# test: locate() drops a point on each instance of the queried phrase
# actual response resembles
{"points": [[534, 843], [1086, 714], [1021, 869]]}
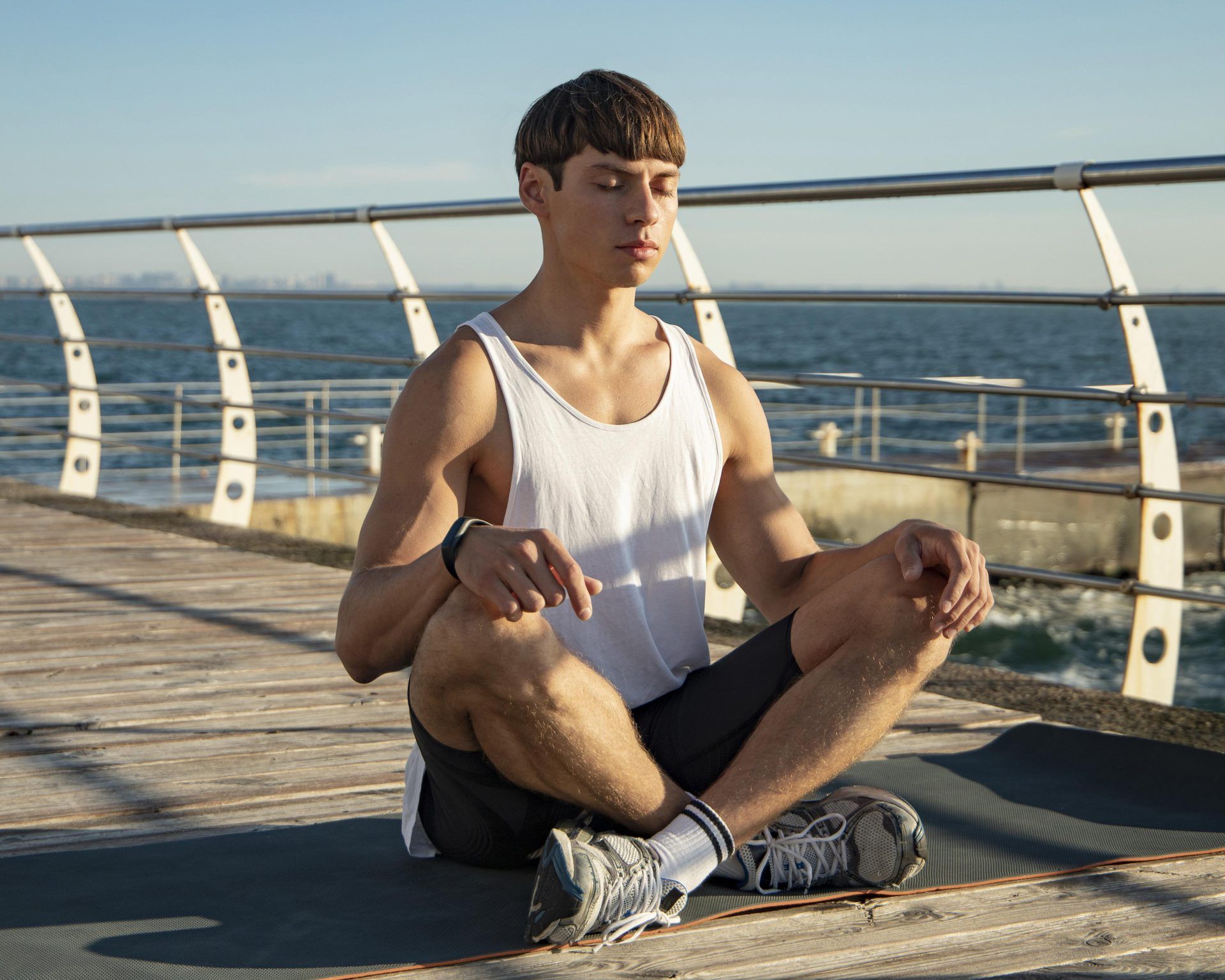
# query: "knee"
{"points": [[466, 643]]}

What is being asked:
With the pictures removed, return all the entries exactly.

Output of the exercise:
# test: locate() drops a point on each instance of the queried phrase
# actual response resembles
{"points": [[534, 843], [1086, 714], [1021, 869]]}
# query: "knee"
{"points": [[466, 643]]}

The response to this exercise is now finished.